**Goal:**
Reproduce all the records below with every "pavement" replaced by "paving" and everything else unchanged. Leave the pictures out of your answer.

**Provided information:**
========
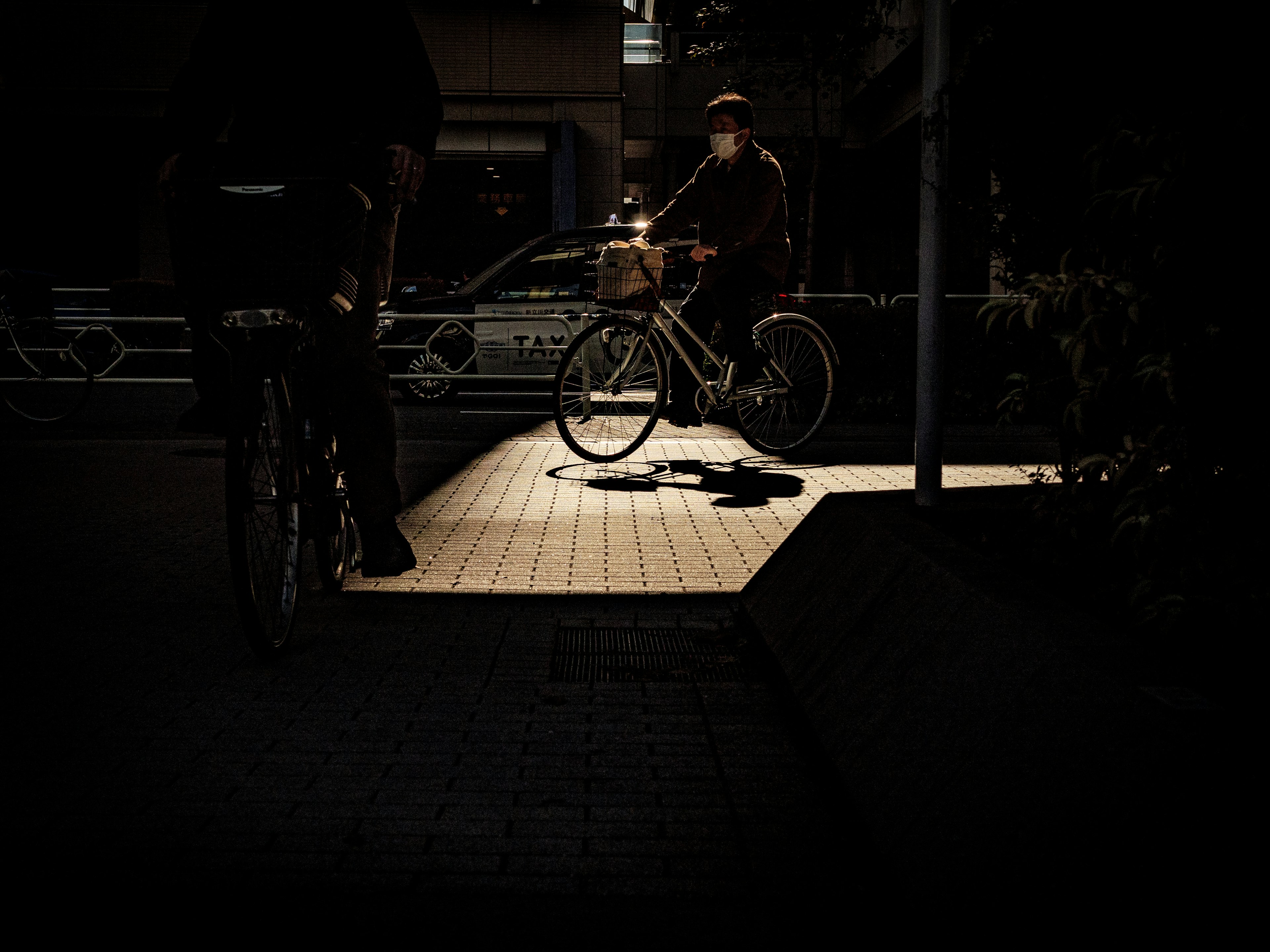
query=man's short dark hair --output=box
[706,93,754,130]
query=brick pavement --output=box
[3,439,876,919]
[349,421,1026,594]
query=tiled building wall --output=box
[410,0,622,226]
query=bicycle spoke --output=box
[556,322,664,458]
[737,320,833,451]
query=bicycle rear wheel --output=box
[225,376,301,660]
[0,317,93,424]
[734,317,833,453]
[555,319,668,462]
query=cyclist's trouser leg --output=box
[710,269,780,383]
[668,287,719,409]
[318,207,401,526]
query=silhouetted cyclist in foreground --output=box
[159,3,441,576]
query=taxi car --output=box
[378,225,700,402]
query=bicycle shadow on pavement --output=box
[547,457,803,509]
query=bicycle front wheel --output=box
[225,376,301,660]
[555,319,669,462]
[735,316,833,453]
[0,317,93,424]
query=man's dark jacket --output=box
[164,0,441,159]
[644,142,790,288]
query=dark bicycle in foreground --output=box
[175,152,369,659]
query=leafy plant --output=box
[979,131,1257,670]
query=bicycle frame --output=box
[614,261,791,406]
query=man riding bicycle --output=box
[160,3,441,576]
[641,93,790,426]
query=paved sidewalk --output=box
[349,421,1028,594]
[0,439,876,908]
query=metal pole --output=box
[913,0,952,505]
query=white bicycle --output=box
[555,263,837,462]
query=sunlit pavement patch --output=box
[345,421,1028,594]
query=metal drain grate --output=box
[551,628,748,682]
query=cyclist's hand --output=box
[159,152,180,203]
[389,145,428,204]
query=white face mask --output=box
[710,132,738,161]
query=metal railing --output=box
[24,288,1019,385]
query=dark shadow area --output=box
[547,457,803,509]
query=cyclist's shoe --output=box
[361,519,419,579]
[660,404,701,428]
[177,397,225,437]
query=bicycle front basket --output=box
[596,245,662,308]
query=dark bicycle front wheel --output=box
[0,317,93,424]
[225,373,301,660]
[555,319,669,462]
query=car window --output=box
[455,237,542,295]
[495,239,596,301]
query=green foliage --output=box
[979,131,1260,655]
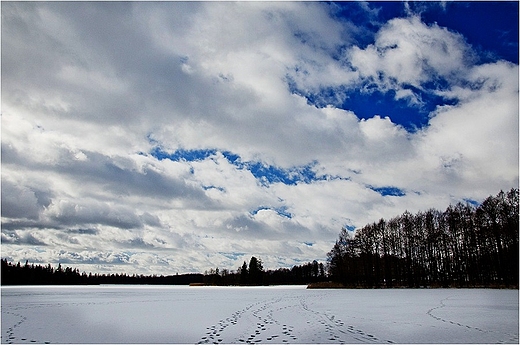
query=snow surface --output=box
[1,286,519,344]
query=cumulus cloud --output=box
[2,2,518,274]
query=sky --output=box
[1,2,519,275]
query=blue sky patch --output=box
[150,146,348,189]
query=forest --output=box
[1,188,519,289]
[328,189,519,288]
[1,256,326,285]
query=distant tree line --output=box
[204,256,327,285]
[1,259,204,285]
[0,256,326,285]
[327,189,519,288]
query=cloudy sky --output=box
[1,2,519,275]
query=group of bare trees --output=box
[328,189,519,287]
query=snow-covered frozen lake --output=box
[1,286,518,344]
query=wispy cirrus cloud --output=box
[2,2,518,274]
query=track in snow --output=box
[198,296,393,344]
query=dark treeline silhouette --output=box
[1,259,204,285]
[327,189,519,288]
[0,256,325,285]
[204,256,327,285]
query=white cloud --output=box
[2,2,518,274]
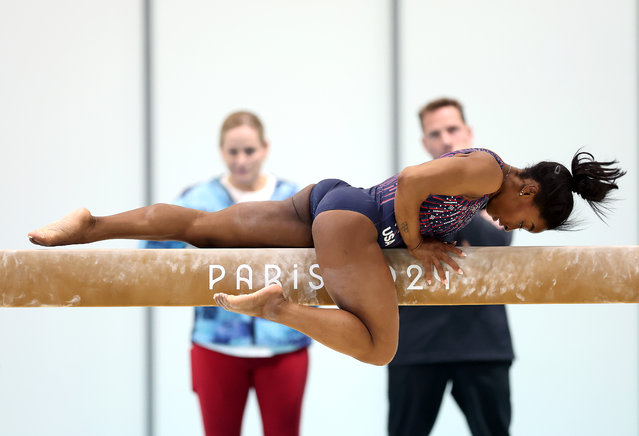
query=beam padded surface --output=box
[0,246,639,307]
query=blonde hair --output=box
[220,111,266,147]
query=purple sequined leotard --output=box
[310,148,503,248]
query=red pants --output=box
[191,344,308,436]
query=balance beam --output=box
[0,246,639,307]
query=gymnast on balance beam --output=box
[29,148,625,365]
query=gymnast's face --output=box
[220,125,268,191]
[422,106,473,159]
[486,182,546,233]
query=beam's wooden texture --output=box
[0,246,639,307]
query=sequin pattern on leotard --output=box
[375,148,503,247]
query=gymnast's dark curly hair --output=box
[520,151,626,230]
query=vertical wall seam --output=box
[391,0,400,174]
[142,0,155,436]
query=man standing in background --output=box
[388,98,514,436]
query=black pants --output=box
[388,361,511,436]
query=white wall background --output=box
[0,0,146,436]
[0,0,639,436]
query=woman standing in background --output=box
[142,112,311,436]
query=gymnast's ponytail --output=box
[520,151,626,230]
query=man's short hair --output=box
[419,97,466,125]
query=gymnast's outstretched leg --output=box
[29,185,313,247]
[215,210,399,365]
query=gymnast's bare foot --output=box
[29,208,95,247]
[213,285,286,319]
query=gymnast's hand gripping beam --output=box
[0,246,639,307]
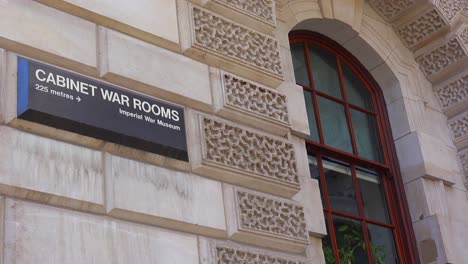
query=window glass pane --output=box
[333,215,369,264]
[322,158,359,215]
[350,109,383,162]
[367,224,398,264]
[341,63,374,111]
[322,216,335,264]
[309,45,343,98]
[304,90,320,142]
[356,168,389,223]
[317,96,353,152]
[291,43,310,87]
[309,155,325,208]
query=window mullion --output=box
[304,42,325,144]
[351,164,374,264]
[336,56,359,156]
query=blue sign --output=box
[17,58,188,161]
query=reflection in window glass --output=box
[341,63,374,111]
[350,109,383,162]
[322,159,359,215]
[367,224,398,264]
[333,215,369,264]
[291,43,310,87]
[317,96,353,153]
[309,45,343,99]
[304,90,320,142]
[356,168,389,223]
[308,155,326,208]
[322,217,335,264]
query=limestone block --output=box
[4,199,198,264]
[0,126,104,213]
[289,135,310,184]
[101,142,192,172]
[179,1,283,88]
[370,55,403,104]
[211,68,289,136]
[413,215,457,263]
[306,237,326,263]
[191,0,276,34]
[0,196,5,264]
[99,28,212,111]
[458,148,468,189]
[198,236,315,264]
[434,68,468,117]
[223,184,309,253]
[444,217,468,263]
[387,98,411,140]
[445,186,468,226]
[36,0,179,51]
[105,154,226,237]
[0,49,6,124]
[293,178,327,237]
[448,112,468,149]
[187,113,300,197]
[405,178,450,222]
[0,0,97,75]
[278,82,310,137]
[395,132,459,185]
[343,31,384,71]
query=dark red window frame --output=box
[289,31,419,264]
========
**Response to the exercise:**
query=man's short dark hair --output=box
[706,93,754,130]
query=brick paving --output=box
[3,439,876,919]
[349,421,1026,594]
query=tiled building wall --output=box
[410,0,622,226]
query=bicycle spoke --output=box
[556,322,664,458]
[737,320,833,451]
query=bicycle rear wheel --output=box
[225,376,301,660]
[0,317,93,424]
[734,317,833,453]
[555,319,668,462]
query=cyclist's trouser leg --output=box
[710,269,780,383]
[668,287,719,409]
[318,207,401,526]
query=silhouetted cyclist in foreground --output=box
[159,3,441,576]
query=taxi car --output=box
[378,225,700,402]
query=bicycle shadow on paving --output=box
[547,457,803,509]
query=bicycle front wheel --output=box
[225,376,301,660]
[555,319,669,462]
[735,316,833,453]
[0,317,93,424]
query=man's dark jacket --output=box
[164,0,441,159]
[644,142,790,288]
query=dark bicycle in foreground --output=box
[175,152,369,659]
query=leafy plant --output=box
[979,131,1257,670]
query=bicycle frame --output=box
[614,261,791,406]
query=man riding bicycle --output=box
[160,3,441,576]
[641,93,790,426]
query=paved sidewalk --output=box
[349,421,1028,594]
[0,439,876,908]
query=metal pole --output=box
[913,0,952,505]
query=white bicycle --output=box
[555,263,837,462]
query=sunlit paving patch --output=box
[345,421,1028,594]
query=metal drain grate --output=box
[551,628,748,682]
query=cyclist's hand --output=box
[159,152,180,203]
[389,145,428,204]
query=white face mask --output=box
[710,132,738,161]
query=metal railing --output=box
[24,288,1019,385]
query=dark shadow area --output=box
[547,457,803,509]
query=cyclist's shoe --output=box
[361,519,419,579]
[660,404,701,428]
[177,397,225,437]
query=bicycle front basket --output=box
[596,245,662,308]
query=dark bicycle front wheel --output=box
[0,317,93,424]
[225,373,301,660]
[555,319,669,462]
query=car window --output=box
[455,237,542,295]
[495,239,596,301]
query=green foliage --output=box
[979,131,1260,655]
query=snow surface --output=box
[1,286,519,344]
query=cumulus cloud --output=box
[2,2,518,274]
query=sky --output=box
[1,2,519,275]
query=blue sky patch --output=box
[150,146,348,189]
query=forest --output=box
[1,188,519,289]
[328,189,519,288]
[1,256,326,285]
query=distant tree line --output=box
[204,256,327,285]
[1,259,204,285]
[0,256,326,285]
[327,189,519,288]
query=cloudy sky --output=box
[1,2,519,275]
query=group of bare trees --output=box
[328,189,519,287]
query=snow-covered frozen lake --output=box
[1,286,518,344]
query=wispy cirrus cloud --output=box
[2,2,518,274]
query=track in snow --output=box
[198,296,393,344]
query=dark treeline silhouette --output=box
[1,259,204,285]
[327,189,519,288]
[0,256,325,285]
[204,256,327,285]
query=white cloud --output=box
[2,2,518,274]
query=beam padded surface --output=box
[0,246,639,307]
query=blonde hair --output=box
[220,111,266,147]
query=purple sequined leotard --output=box
[310,148,503,248]
query=red pants --output=box
[191,344,308,436]
query=balance beam --output=box
[0,246,639,307]
query=gymnast on balance beam --output=box
[29,148,625,365]
query=gymnast's face --output=box
[220,125,268,191]
[422,106,473,159]
[486,182,546,233]
query=beam's wooden texture --output=box
[0,246,639,307]
query=sequin pattern on leotard --output=box
[375,148,503,247]
query=gymnast's dark curly hair --output=box
[520,151,626,230]
query=vertical wall seam --output=box
[391,0,400,174]
[142,0,155,436]
query=man standing in background --output=box
[388,98,514,436]
query=black pants --output=box
[388,361,511,436]
query=white wall background --output=box
[0,0,146,436]
[0,0,639,436]
query=woman standing in background --output=box
[142,112,311,436]
query=gymnast's ponytail --output=box
[520,151,626,230]
query=man's short hair --output=box
[419,97,466,125]
query=gymnast's outstretched leg --output=box
[29,185,313,247]
[215,210,399,365]
query=gymnast's bare foot --output=box
[29,208,95,247]
[213,285,286,319]
query=gymnast's hand gripping beam --output=box
[0,246,639,307]
query=window glass pane --output=box
[333,215,369,264]
[322,158,359,215]
[350,109,383,162]
[367,224,398,264]
[341,63,374,111]
[322,216,335,264]
[309,45,343,98]
[304,90,320,142]
[356,168,389,223]
[317,96,353,152]
[291,43,310,87]
[309,155,325,208]
query=window mullion --output=box
[304,42,325,144]
[351,164,374,264]
[336,56,359,156]
query=blue sign --output=box
[17,58,188,161]
query=reflection in window glass --output=box
[341,63,374,111]
[350,109,383,162]
[322,159,359,215]
[367,224,398,264]
[333,215,369,264]
[291,43,310,87]
[317,96,353,153]
[309,45,343,99]
[304,90,320,142]
[356,168,389,223]
[308,155,326,208]
[322,217,335,264]
query=limestone block --output=box
[4,199,198,264]
[0,126,104,213]
[289,135,310,184]
[101,142,192,172]
[179,1,283,88]
[370,55,403,104]
[211,68,289,136]
[413,215,457,263]
[306,237,326,263]
[191,0,276,34]
[0,196,5,264]
[99,28,212,111]
[458,148,468,189]
[198,236,315,264]
[434,68,468,117]
[223,184,309,253]
[444,217,468,263]
[387,98,411,140]
[445,186,468,226]
[36,0,179,51]
[105,154,226,237]
[0,49,6,124]
[293,178,327,237]
[448,112,468,149]
[187,113,300,197]
[405,178,450,222]
[0,0,97,75]
[278,82,310,137]
[395,132,459,185]
[343,31,384,71]
query=dark red window frame --output=box
[289,31,419,264]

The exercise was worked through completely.